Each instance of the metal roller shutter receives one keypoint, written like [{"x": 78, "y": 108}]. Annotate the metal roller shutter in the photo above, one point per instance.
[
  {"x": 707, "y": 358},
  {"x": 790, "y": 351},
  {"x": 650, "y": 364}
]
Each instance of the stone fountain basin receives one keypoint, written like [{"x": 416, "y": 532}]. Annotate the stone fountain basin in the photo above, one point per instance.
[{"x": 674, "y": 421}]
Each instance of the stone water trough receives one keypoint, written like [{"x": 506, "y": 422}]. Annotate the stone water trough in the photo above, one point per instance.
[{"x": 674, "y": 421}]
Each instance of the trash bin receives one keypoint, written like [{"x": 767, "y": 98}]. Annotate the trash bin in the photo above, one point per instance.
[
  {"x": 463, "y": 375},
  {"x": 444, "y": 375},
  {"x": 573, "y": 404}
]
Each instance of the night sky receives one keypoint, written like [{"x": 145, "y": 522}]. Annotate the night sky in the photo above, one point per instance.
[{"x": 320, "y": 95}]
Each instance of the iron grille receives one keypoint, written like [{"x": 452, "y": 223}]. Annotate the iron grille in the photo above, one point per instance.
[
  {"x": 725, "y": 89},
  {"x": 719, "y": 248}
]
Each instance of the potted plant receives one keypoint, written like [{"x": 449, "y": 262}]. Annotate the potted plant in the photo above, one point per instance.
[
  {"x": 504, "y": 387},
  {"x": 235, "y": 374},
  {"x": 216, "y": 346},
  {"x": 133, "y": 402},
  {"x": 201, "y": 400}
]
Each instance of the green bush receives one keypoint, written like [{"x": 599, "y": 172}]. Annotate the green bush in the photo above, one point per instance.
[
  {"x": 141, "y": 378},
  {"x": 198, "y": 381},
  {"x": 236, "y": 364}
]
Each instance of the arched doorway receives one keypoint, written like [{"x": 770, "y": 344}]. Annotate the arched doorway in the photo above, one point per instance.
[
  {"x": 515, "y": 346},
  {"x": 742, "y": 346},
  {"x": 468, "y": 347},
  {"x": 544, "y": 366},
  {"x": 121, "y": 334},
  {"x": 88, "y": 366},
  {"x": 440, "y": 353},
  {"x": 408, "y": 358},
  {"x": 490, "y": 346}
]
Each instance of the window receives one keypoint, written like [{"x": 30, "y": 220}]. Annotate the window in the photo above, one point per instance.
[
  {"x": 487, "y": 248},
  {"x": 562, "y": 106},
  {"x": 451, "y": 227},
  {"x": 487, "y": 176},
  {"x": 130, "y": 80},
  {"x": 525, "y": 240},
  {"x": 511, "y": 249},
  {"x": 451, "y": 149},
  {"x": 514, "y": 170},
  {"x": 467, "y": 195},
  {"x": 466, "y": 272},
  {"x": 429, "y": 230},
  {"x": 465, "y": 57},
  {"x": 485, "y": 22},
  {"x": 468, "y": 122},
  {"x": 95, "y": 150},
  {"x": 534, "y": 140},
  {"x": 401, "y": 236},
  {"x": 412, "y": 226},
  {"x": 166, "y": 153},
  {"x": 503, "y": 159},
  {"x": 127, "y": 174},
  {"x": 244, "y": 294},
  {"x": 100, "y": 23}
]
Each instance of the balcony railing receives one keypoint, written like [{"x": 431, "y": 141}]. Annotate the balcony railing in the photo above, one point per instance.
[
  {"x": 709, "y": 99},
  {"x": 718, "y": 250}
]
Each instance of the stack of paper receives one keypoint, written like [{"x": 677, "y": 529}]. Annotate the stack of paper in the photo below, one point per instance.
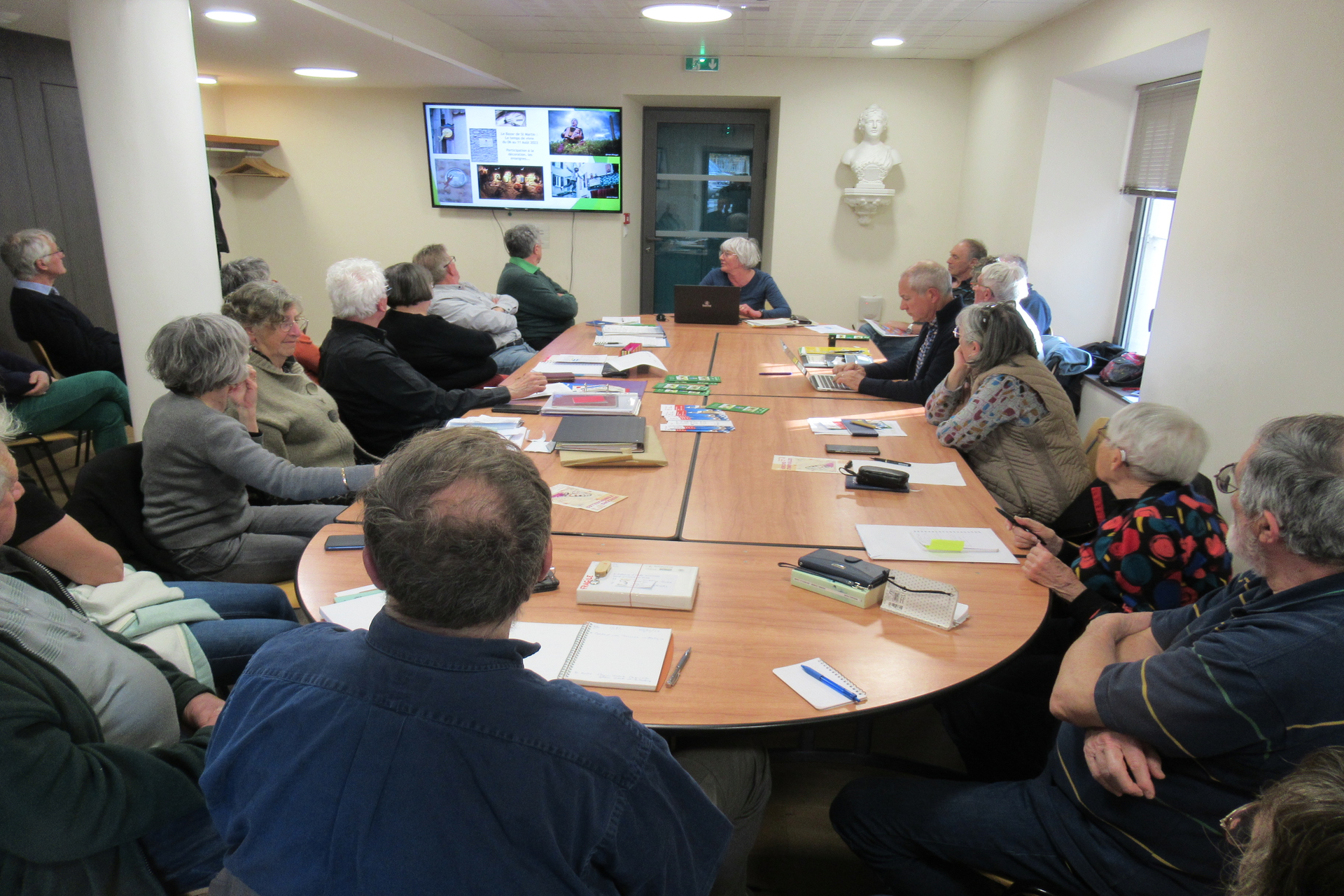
[
  {"x": 694, "y": 418},
  {"x": 587, "y": 403}
]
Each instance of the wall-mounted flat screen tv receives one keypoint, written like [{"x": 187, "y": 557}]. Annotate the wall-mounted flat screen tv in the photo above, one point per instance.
[{"x": 508, "y": 156}]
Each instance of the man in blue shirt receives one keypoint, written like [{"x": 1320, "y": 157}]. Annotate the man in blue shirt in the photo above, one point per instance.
[
  {"x": 421, "y": 757},
  {"x": 1172, "y": 719}
]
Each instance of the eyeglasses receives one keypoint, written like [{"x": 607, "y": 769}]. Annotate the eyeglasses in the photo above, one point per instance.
[{"x": 1238, "y": 824}]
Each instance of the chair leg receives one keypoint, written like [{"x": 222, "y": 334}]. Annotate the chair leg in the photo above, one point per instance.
[{"x": 55, "y": 468}]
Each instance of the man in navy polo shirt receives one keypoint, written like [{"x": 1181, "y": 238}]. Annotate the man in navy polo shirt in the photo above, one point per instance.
[
  {"x": 421, "y": 757},
  {"x": 1172, "y": 719}
]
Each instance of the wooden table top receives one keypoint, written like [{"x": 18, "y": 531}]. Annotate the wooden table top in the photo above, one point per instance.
[
  {"x": 742, "y": 358},
  {"x": 737, "y": 498},
  {"x": 749, "y": 620}
]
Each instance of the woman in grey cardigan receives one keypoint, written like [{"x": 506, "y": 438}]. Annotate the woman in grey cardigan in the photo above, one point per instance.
[
  {"x": 298, "y": 418},
  {"x": 200, "y": 461}
]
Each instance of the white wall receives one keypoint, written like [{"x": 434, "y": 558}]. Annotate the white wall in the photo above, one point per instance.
[
  {"x": 359, "y": 169},
  {"x": 1246, "y": 327}
]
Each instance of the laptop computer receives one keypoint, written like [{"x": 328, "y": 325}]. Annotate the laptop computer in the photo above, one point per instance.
[
  {"x": 820, "y": 382},
  {"x": 706, "y": 304}
]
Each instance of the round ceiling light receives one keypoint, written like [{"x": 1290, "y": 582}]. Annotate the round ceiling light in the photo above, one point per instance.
[
  {"x": 232, "y": 16},
  {"x": 686, "y": 13},
  {"x": 326, "y": 73}
]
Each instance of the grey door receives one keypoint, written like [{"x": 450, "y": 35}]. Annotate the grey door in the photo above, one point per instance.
[{"x": 704, "y": 183}]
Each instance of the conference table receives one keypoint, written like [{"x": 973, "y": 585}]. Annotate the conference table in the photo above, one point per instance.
[{"x": 720, "y": 505}]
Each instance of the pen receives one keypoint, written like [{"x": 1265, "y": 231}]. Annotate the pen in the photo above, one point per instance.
[
  {"x": 830, "y": 684},
  {"x": 676, "y": 672}
]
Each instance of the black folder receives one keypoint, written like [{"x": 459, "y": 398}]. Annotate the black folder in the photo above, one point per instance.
[{"x": 601, "y": 434}]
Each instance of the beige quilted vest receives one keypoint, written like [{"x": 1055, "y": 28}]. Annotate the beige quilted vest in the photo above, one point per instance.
[{"x": 1032, "y": 470}]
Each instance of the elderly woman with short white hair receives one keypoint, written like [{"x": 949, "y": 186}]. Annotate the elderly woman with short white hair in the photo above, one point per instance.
[
  {"x": 1003, "y": 282},
  {"x": 1163, "y": 547},
  {"x": 738, "y": 260},
  {"x": 200, "y": 461}
]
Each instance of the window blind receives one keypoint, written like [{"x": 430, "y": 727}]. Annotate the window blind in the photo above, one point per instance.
[{"x": 1161, "y": 131}]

▸ WRITTEN INSTRUCTION
Write out the lines above from the one containing "Each instance of the pen" through the last, exactly as they are.

▸ EXERCISE ANSWER
Each instance of the pen receives one keypoint, written like [{"x": 1265, "y": 231}]. Annotate the pen in the photo above, one point per instance.
[
  {"x": 830, "y": 684},
  {"x": 676, "y": 672}
]
Each instance of the black folder receives one keypoint, written like [{"x": 459, "y": 398}]. Annotate the black folder in the photo above, one point per instance.
[{"x": 601, "y": 434}]
Each instance of the beige quilted vest receives one keypoint, written like [{"x": 1055, "y": 28}]. Annotate the beige quilted vest in the photo above, one point per instance.
[{"x": 1032, "y": 470}]
Each instance of the elderly woman with short white hair receives one keypoint, written like [{"x": 949, "y": 186}]. Annotate the elderly woman with short white hair in the photo above, one point per instance.
[
  {"x": 1003, "y": 282},
  {"x": 1163, "y": 547},
  {"x": 738, "y": 260},
  {"x": 200, "y": 461}
]
Each instance of the window blind receives one keypoint, written like [{"x": 430, "y": 727}]. Annotate the window blind in the photo above, one point per instance.
[{"x": 1161, "y": 131}]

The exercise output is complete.